— WHAT YOU WILL DO —
Please repeat the rows below word for word, from the line with "Exercise. Mark every instance of the white car" up to and including the line with "pixel 588 98".

>>>

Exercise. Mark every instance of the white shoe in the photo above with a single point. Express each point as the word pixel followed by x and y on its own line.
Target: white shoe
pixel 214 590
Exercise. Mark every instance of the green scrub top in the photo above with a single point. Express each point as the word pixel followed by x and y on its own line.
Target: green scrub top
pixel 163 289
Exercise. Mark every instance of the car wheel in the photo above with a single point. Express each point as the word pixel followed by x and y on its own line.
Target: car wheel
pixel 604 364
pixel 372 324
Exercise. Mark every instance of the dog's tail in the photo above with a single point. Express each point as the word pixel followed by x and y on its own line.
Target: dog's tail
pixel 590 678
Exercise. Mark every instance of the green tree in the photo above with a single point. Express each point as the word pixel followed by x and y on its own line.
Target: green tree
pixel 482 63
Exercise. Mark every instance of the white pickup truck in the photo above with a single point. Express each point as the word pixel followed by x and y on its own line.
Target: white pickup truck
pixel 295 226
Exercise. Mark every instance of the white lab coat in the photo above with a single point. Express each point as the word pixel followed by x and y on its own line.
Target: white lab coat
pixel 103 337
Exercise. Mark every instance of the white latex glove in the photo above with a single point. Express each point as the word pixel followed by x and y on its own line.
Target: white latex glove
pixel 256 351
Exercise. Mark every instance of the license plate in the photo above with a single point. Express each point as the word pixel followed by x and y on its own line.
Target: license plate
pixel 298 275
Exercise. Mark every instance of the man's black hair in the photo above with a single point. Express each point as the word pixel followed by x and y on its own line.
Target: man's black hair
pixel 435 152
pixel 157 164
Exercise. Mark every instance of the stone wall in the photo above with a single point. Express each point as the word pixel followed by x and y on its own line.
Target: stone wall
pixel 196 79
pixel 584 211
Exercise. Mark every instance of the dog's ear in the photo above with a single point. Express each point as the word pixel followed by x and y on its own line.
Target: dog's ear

<<<
>>>

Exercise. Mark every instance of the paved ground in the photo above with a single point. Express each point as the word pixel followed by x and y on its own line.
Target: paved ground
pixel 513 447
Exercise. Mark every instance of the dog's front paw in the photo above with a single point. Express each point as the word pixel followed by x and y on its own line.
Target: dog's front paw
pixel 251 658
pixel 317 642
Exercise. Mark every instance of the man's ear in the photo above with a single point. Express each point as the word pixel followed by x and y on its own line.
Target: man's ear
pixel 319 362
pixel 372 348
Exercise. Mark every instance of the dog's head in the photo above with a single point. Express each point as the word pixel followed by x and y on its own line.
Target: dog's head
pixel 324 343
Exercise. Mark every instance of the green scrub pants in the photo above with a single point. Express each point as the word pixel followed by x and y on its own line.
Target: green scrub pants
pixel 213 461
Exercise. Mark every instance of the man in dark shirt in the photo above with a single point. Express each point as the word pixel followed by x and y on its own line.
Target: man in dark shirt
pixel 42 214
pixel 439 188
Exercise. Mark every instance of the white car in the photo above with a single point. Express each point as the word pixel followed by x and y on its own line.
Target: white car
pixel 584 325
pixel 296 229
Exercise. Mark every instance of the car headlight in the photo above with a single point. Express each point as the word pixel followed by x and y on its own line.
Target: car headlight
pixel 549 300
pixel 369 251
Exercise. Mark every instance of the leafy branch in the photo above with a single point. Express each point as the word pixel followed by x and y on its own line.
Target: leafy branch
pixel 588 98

<<<
>>>

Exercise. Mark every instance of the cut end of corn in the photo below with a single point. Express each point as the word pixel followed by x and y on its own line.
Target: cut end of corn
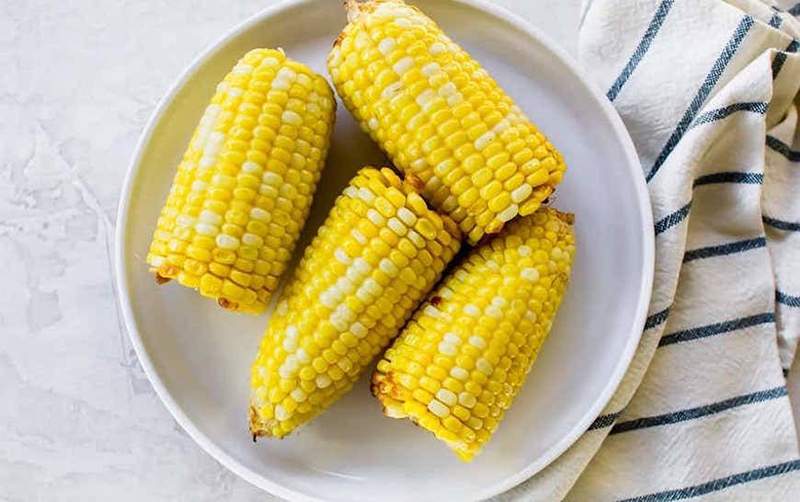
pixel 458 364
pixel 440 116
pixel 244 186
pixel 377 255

<<<

— WRITTEN ANSWER —
Exercise. Mark every instance of the white car in the photo above with a single point. Express each point as the word pixel followed by x and y on its own line.
Target: white car
pixel 584 325
pixel 296 229
Exercise. Mark every instance of the car headlight in the photo above with a single point. Express each point as the word pixel followed by x and y on its own line.
Target: car headlight
pixel 549 300
pixel 369 251
Exercise. Mark every instance of the leafy branch in the photo above with a single point. Express each point as the word pixel followed by x and y on its own line.
Target: leafy branch
pixel 588 98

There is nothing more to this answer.